Document extract:
════
You wanna know what Barney Frank thinks? Oh, Barney Frank will tell you what he thinks.

"You're missing the point," Frank says impatiently.

"You guys aren't listening," Frank says exasperatedly.

The House Democrats' point man on the bailout bill negotiations is slumped in a chair outside the House chamber, exhibiting his usual inelegant posture. About 10 reporters have swarmed around to ask him about the latest in the negotiations with Republicans.

Mr. Chairman, we understand House GOP negotiator Roy Blunt has sent a staffer to the negotiations -- is that a staffer from his office, specifically?

"No, from the Salvation Army," Frank says.

Mr. Chairman, do you think John McCain will be able to spin the idea that he swooped in and saved the bailout bill?

"It depends on whether you guys get fooled or not and write that [bleep]," Frank says. He goes off on the Republican presidential nominee, who announced that he was briefly suspending his campaign this week to come to Washington and help fix the economy in the middle of delicate congressional negotiations on the $700 billion package. Depending on whom you talk to, this either made things better or it totally messed things up and was "the phoniest thing I ever heard." (Guess who says the latter.)

"Before McCain came in, we thought we were working," Frank says. "McCain comes in, it gets screwed up, now McCain leaves -- I dunno, it's like Jimmy Piersall."

A reporter in the back starts to interrupt with an unrelated question, but another one, perhaps more familiar with the rhetorical stylings of the Massachusetts congressman, shushes him with a flapping hand. Everyone wants to hear about Jimmy Piersall, including those who have no idea who he is. Frank's metaphors can be quite snarky and delightful. This one is about Piersall's years as an outfielder with the Boston Red Sox in the '50s and how he would cure his own boredom by waiting until the very last second to snag fly balls -- which is kind of like McCain, Frank says, swooping in with drama at the very end.
════
Provided records:
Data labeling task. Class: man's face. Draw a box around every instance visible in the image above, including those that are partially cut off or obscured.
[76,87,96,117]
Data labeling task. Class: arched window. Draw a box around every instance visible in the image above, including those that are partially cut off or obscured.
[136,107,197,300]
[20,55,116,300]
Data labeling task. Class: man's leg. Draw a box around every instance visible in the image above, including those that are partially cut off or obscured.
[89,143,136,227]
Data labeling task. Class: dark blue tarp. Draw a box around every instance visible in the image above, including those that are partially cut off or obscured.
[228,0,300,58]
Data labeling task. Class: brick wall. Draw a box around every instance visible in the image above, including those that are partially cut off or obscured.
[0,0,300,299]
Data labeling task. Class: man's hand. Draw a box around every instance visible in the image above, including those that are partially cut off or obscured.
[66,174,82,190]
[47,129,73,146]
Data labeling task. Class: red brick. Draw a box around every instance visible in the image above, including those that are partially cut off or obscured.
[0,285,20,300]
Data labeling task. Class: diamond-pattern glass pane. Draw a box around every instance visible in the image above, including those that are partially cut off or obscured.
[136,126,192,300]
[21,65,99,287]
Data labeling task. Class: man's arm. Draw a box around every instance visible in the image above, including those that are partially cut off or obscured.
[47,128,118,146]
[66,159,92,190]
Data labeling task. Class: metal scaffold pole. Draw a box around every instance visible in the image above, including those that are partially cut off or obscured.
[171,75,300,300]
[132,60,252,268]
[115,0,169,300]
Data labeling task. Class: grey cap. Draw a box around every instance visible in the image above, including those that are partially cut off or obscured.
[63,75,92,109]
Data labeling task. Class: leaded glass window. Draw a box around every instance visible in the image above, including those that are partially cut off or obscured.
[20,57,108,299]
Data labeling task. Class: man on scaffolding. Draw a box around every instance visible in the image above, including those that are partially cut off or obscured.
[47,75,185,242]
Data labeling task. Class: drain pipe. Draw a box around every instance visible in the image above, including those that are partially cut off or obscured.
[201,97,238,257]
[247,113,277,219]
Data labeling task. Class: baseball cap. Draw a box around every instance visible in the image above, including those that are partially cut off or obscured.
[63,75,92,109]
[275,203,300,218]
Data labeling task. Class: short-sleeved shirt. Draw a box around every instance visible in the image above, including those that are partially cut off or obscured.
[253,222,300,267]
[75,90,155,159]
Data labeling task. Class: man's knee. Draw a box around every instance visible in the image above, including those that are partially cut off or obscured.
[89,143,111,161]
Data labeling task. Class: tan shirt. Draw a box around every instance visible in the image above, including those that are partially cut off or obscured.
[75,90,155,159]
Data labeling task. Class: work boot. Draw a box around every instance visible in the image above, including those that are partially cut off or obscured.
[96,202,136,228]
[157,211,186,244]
════
To be done:
1. In the stretch of rows from "Data labeling task. Class: man's knee." through the end of the rows, swap "work boot" for "safety boot" and write those rows out again with nothing else changed.
2. Pick up the article on Barney Frank after its final sentence and keep writing it.
The rows have nothing to do with the article on Barney Frank and come from a separate source.

Task responses:
1.
Data labeling task. Class: man's knee. Draw a box around every instance visible in the image above, including those that are partially cut off or obscured.
[89,143,111,161]
Data labeling task. Class: tan shirt. Draw a box around every instance visible in the image above, including those that are partially cut off or obscured.
[75,90,155,159]
Data labeling task. Class: safety boot. Draw a box around every instance visible in the image above, including those that are partially cut off or obscured.
[96,202,136,228]
[157,211,186,244]

2.
The metaphor ends with: "If he gets away with it, you guys ought to be fired." (At least, it sounds like he says "fired." Maybe "tired"? It's hard to hear Frank sometimes; he's a little mumbly. Rush Limbaugh did a mocking imitation of him recently -- it was Barney Frank by way of Daffy Duck.)

In addition to negotiating with Republicans and the White House and Treasury Secretary Henry Paulson, Frank, who is chairman of the House Financial Services Committee, has been all over the airwaves this week. On MSNBC, he said the White House's original proposal read like "a Dick Cheney wish list: 'I'm in charge and I'll do whatever I want.' " On NPR, he said that when he suggested the bill should limit executive compensation, the White House acted as if "I told the chief rabbi in Jerusalem to eat bacon on Yom Kippur." He told interviewers that the Republican Party was in a "complete shambles" and accused McCain ally Lindsey Graham of telling "a lie," which he said he understood, because Graham was just trying to be McCain's "faithful little jerk," jerk being one of McCain's deepest expressions of endearment.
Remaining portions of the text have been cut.